Task details:
Would you copy out, exactly as written, each line from the one containing "the green palm" to the end of the records below?

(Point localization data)
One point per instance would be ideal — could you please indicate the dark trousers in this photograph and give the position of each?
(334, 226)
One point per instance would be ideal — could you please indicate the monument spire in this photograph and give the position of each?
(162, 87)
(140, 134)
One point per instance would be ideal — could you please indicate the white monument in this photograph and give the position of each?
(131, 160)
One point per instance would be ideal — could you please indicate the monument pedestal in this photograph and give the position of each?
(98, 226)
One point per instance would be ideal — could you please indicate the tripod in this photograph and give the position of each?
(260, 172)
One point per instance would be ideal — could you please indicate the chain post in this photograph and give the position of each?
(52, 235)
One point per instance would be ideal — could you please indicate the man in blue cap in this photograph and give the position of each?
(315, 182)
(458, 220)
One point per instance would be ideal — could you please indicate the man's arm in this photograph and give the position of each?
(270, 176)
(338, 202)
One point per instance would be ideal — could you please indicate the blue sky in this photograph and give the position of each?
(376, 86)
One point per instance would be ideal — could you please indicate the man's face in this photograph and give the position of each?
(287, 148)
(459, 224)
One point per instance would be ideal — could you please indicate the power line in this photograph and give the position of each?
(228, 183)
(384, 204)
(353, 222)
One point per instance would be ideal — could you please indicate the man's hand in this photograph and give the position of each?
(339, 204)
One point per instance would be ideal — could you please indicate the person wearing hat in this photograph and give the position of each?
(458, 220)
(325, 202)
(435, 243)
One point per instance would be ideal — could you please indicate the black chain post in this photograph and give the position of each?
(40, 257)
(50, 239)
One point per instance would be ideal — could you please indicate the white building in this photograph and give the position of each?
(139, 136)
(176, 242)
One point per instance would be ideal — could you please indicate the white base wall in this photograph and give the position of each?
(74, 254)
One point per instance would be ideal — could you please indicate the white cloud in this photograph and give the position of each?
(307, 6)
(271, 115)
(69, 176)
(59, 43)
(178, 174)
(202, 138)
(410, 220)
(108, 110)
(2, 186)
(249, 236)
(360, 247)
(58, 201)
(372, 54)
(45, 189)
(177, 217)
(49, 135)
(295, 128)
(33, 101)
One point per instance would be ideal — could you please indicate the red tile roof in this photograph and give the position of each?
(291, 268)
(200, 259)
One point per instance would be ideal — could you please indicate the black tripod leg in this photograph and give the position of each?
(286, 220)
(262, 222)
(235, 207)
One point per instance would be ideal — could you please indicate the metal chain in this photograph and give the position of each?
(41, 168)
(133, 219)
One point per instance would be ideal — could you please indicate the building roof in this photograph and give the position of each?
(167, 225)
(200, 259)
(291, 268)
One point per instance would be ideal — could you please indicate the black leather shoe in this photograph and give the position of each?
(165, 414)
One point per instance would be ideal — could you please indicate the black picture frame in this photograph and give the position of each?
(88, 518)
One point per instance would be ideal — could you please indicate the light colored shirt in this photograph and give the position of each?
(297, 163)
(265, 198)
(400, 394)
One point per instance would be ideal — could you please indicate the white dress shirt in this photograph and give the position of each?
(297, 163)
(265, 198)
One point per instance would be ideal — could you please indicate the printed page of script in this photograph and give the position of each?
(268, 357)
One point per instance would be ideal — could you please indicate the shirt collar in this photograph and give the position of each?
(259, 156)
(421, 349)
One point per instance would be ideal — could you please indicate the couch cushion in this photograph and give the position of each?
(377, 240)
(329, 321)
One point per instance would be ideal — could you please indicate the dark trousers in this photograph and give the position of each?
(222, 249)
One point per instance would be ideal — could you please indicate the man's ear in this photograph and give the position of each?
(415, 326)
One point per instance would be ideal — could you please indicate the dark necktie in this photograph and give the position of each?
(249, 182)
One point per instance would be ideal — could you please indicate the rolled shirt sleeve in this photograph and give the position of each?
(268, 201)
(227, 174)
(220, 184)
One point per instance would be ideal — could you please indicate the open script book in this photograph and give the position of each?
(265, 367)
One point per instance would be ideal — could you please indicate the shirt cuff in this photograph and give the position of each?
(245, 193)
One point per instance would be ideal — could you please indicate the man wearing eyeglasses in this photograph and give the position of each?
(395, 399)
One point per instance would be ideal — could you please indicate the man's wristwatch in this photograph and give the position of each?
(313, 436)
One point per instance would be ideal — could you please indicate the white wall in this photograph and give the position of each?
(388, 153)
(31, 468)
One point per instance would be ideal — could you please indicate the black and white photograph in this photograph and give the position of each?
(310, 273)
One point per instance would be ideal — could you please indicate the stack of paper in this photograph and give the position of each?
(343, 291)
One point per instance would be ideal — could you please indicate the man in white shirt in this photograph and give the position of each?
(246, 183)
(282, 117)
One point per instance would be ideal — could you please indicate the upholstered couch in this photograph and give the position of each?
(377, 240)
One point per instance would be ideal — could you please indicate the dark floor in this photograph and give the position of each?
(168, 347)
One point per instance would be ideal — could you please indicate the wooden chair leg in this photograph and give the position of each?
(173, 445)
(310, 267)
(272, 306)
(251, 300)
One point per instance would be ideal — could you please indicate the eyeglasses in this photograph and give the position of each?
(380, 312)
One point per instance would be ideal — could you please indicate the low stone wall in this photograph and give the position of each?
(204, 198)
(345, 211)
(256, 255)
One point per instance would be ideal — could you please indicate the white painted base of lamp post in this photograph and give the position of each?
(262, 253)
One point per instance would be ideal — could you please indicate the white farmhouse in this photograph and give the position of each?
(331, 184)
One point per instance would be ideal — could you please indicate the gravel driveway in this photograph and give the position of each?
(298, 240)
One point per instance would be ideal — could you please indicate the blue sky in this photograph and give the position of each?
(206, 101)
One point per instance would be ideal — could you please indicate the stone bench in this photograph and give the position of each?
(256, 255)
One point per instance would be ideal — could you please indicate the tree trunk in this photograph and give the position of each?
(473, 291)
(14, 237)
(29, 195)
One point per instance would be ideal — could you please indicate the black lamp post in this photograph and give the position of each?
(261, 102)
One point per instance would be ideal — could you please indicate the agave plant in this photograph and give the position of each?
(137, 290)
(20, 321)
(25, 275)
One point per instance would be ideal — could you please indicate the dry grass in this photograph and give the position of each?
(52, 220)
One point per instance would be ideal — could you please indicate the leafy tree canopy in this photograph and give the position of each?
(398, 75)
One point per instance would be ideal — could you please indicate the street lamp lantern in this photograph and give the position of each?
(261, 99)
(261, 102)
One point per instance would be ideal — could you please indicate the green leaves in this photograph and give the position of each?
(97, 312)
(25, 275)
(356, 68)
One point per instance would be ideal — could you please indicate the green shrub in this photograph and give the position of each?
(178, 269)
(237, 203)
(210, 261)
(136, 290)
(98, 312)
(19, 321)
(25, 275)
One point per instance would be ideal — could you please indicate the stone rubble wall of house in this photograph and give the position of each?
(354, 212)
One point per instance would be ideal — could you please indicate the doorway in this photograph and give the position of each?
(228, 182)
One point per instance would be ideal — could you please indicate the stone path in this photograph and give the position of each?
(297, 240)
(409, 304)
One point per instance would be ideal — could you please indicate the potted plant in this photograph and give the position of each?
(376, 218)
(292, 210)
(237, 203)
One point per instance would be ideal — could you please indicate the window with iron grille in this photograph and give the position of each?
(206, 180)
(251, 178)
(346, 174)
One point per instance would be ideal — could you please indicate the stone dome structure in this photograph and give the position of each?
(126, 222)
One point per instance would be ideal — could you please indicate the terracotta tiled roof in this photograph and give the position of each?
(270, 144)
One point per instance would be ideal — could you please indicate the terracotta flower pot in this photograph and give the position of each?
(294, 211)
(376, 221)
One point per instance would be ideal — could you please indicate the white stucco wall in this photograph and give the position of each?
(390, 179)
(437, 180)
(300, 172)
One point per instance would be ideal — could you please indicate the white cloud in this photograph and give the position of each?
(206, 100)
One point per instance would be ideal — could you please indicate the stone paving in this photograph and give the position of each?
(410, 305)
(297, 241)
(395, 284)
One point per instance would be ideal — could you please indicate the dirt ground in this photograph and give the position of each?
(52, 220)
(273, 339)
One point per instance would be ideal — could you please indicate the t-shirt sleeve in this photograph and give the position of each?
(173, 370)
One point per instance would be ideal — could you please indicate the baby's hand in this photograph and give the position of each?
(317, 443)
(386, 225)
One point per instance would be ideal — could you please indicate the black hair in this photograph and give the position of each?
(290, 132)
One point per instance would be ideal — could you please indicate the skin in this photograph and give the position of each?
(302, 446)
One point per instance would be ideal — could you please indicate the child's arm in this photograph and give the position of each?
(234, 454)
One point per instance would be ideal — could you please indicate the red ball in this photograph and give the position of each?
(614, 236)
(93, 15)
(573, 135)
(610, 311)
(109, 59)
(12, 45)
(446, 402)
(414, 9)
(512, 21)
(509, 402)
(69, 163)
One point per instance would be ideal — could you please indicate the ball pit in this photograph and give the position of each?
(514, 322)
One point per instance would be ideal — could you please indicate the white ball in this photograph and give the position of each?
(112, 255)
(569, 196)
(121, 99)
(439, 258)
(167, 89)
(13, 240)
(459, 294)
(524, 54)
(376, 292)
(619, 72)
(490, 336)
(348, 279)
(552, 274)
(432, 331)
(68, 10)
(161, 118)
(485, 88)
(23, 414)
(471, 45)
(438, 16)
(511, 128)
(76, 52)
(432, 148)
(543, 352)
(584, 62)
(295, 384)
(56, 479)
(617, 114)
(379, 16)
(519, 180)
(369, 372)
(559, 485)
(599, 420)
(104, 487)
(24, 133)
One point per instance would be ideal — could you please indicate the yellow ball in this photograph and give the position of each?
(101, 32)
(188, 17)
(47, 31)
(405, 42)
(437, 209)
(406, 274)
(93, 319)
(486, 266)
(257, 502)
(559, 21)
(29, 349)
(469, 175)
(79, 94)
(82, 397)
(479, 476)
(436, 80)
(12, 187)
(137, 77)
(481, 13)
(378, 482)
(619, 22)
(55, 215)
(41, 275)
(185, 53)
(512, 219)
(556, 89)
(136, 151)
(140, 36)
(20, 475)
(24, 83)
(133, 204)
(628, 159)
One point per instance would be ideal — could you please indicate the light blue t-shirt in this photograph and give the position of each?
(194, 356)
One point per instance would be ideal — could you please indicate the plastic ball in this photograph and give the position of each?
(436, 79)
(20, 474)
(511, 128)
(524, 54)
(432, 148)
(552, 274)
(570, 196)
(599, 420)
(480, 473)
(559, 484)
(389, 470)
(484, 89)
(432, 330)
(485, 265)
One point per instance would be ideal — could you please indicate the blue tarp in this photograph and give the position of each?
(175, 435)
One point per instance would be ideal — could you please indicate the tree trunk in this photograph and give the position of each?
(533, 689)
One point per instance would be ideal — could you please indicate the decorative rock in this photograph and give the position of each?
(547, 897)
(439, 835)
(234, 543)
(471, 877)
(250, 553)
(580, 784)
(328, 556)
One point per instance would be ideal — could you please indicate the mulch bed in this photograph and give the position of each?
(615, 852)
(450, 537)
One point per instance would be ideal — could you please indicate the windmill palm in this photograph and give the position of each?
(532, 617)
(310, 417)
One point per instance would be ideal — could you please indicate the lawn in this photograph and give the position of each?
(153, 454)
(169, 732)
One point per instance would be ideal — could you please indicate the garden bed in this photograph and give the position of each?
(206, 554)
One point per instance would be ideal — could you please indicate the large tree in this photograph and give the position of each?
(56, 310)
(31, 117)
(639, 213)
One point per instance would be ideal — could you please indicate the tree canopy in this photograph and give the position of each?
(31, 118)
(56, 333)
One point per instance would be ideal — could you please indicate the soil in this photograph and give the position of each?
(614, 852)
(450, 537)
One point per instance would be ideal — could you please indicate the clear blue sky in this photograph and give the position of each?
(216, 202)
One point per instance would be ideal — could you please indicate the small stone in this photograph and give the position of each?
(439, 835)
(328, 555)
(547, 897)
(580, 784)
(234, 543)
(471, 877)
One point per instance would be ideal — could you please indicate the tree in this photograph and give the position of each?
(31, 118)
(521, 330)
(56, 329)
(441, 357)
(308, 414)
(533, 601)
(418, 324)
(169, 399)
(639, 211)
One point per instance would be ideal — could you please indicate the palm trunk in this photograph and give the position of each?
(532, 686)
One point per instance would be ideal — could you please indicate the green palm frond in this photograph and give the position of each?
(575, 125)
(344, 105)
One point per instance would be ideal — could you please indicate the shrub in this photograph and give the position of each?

Completed exercise:
One point per instance would be ideal — could you please indicate the green palm frond in this photograph and give the position of each?
(575, 125)
(344, 105)
One point per instance would be ideal — could you please indicate the shrub in this photograph and give the position of each?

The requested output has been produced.